> Page excerpt:
[Intel-gfx] [PATCH] drm/i915: Use the existing pages when retrying to DMA map

Mon Jan 9 13:04:55 UTC 2017

On Mon, Jan 09, 2017 at 12:40:07PM +0000, Tvrtko Ursulin wrote:
> 
> On 09/01/2017 12:28, Chris Wilson wrote:
> >On Mon, Jan 09, 2017 at 12:23:37PM +0000, Tvrtko Ursulin wrote:
> >>
> >>Hi,
> >>
> >>On 20/12/2016 13:42, Tvrtko Ursulin wrote:
> >>>From: Tvrtko Ursulin <tvrtko.ursulin at intel.com>
> >>>
> >>>Rather than freeing and re-allocating the pages when DMA mapping
> >>>in large chunks fails, we can just rebuild the sg table with no
> >>>coalescing.
> >>>
> >>>Also change back the page counter to unsigned int because that
> >>>is what the sg API supports.
> >>>
> >>>Signed-off-by: Tvrtko Ursulin <tvrtko.ursulin at intel.com>
> >>>Cc: Chris Wilson <chris at chris-wilson.co.uk>
> >>>---
> >>>Only compile tested!
> >>>---
> >>>drivers/gpu/drm/i915/i915_gem.c | 40 ++++++++++++++++++++++++++++++----------
> >>>1 file changed, 30 insertions(+), 10 deletions(-)
> >>>
> >>>diff --git a/drivers/gpu/drm/i915/i915_gem.c b/drivers/gpu/drm/i915/i915_gem.c
> >>>index 5275f6248ce3..e73f9f5a5d23 100644
> >>>--- a/drivers/gpu/drm/i915/i915_gem.c
> >>>+++ b/drivers/gpu/drm/i915/i915_gem.c
> >>>@@ -2340,12 +2340,36 @@ static void i915_sg_trim(struct sg_table *orig_st)
> >>>	*orig_st = new_st;
> >>>}
> >>>
> >>>+static void i915_sg_uncoalesce(struct sg_table *orig_st, unsigned long nents)
> >>>+{
> >>>+	struct sg_table new_st;
> >>>+	struct scatterlist *new_sg;
> >>>+	struct sgt_iter sgt_iter;
> >>>+	struct page *page;
> >>>+
> >>>+	if (sg_alloc_table(&new_st, nents, GFP_KERNEL))

> Task list:
1. List every local variable declared at the start of the new function i915_sg_uncoalesce in the patch discussion, giving each variable's name and type.
2. Using the patch discussion, decide whether each statement agrees with it, and quote the words that decide each one.
(a) The patch had only been compile tested.
(b) The patch modifies two files.
(c) The patch changes the page counter to unsigned long.
Rely solely on the patch discussion above.

> Given material:
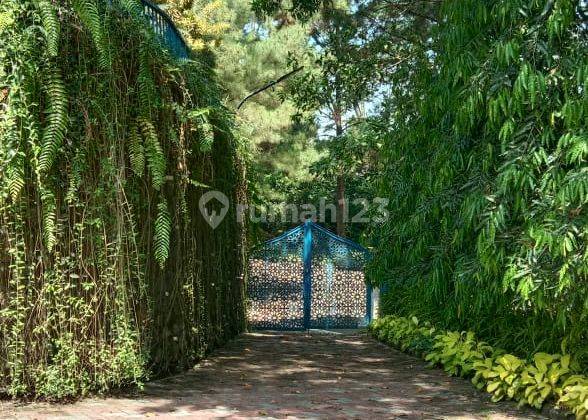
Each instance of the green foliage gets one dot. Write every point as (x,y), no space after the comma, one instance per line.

> Per-task outputs:
1.
- new_st: struct sg_table
- new_sg: struct scatterlist *
- sgt_iter: struct sgt_iter
- page: struct page *

2.
(a) Yes: "Only compile tested!"
(b) No: "1 file changed, 30 insertions(+), 10 deletions(-)"
(c) No: "change back the page counter to unsigned int"